Basically, I’m out of options with the disc in my upper back, and it’s either live with this pain forever (which would sort of mean eventually giving up work, as it’s making work incredibly difficult) and risk it becoming an emergency (like with my lower back, which stopped my feet from moving… twice), OR have the surgery.
Because it was not an acute injury (like, “Oops! I herniated my disc lifting this heavy thing, now I must rest so it can heal”), and was caused by bones degenerating, this means we have to completely replace the disc with a fake disc, in order to move forward.
I wanted to be upset after the appointment because 1) I just had surgery a couple of weeks ago and I really want to “catch a break”, and 2) This greatly impacts my dance company’s season [which kicks off in a couple of weeks] and my ability to dance in the show… But then I tried to tell myself: “How would you feel if he had said, ‘We can’t do anything to help’?” And the truth is: I would have felt worse.
Knowing a doctor can do something to help is always (for me) better than nothing… so I am trying to turn my “whoa is me” around and find the upsides.

==========

Your tasks:
1. Answer these questions from the back-surgery passage:
(a) What did the lower-back problem do, twice?
(b) What caused the upper-back disc problem?
(c) Besides the writer's ability to dance in the show, what does the news greatly impact?
2. According to the back-surgery passage, why does the disc have to be completely replaced with a fake disc rather than left to heal?
3. Can you continue the back-surgery passage for a few sentences, starting after its last sentence?

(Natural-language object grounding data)

==========

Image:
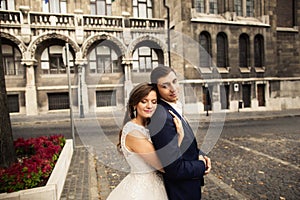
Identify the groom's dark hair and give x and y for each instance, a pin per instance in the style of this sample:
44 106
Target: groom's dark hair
158 72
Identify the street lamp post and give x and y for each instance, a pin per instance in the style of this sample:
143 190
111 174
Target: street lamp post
81 111
206 98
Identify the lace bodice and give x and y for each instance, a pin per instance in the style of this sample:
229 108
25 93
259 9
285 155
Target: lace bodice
136 163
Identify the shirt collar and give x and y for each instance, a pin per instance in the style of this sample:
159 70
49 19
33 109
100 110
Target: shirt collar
177 106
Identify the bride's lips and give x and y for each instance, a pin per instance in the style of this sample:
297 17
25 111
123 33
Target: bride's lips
148 111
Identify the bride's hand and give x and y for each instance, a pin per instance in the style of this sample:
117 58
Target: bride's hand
179 127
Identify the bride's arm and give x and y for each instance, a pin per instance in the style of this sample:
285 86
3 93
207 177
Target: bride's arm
143 147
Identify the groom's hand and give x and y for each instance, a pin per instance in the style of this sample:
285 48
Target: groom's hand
208 165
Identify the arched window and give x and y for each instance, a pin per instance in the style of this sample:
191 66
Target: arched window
222 50
55 6
244 50
142 8
145 59
104 59
241 5
213 7
11 57
238 7
249 8
205 49
206 6
199 5
7 5
259 51
100 7
52 61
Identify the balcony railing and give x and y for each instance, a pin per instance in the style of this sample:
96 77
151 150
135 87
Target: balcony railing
10 18
36 20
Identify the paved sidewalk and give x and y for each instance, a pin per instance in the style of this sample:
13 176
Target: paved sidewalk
87 179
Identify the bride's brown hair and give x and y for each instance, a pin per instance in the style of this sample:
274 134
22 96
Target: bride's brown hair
136 95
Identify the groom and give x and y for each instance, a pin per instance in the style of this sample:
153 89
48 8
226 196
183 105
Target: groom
184 165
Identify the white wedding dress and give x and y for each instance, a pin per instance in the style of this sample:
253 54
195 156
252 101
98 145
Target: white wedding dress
143 182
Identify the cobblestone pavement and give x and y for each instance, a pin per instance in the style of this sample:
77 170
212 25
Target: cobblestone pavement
262 166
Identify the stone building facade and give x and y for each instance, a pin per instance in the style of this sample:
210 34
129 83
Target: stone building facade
230 55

==========

Responses for each task:
1.
(a) It stopped the writer's feet from moving.
(b) Bones degenerating.
(c) The dance company's season, which kicks off in a couple of weeks.

2. It was not an acute injury, like herniating a disc while lifting something heavy and then resting so it can heal. It was caused by bones degenerating, so replacing the disc is the only way to move forward.

3.
My question is a bit of an emotional one: Do you ever feel guilty for being upset about something medically? Or for wanting to throw a temper tantrum for a minute?
I have enormous guilt when I don’t find the bright-side right away. To the point where, sometimes, I almost feel like a “bad patient” or a “difficult person” and shame myself whole heartedly. I know we can say “don’t feel that way, silly”, but even when I know I shouldn’t… I still feel it?
Why? I don’t know. Is there a pressure put upon patients, from the outsider or close-circle perspective, to always be good sports? I’d love to know your thoughts or experiences with this, if willing to share.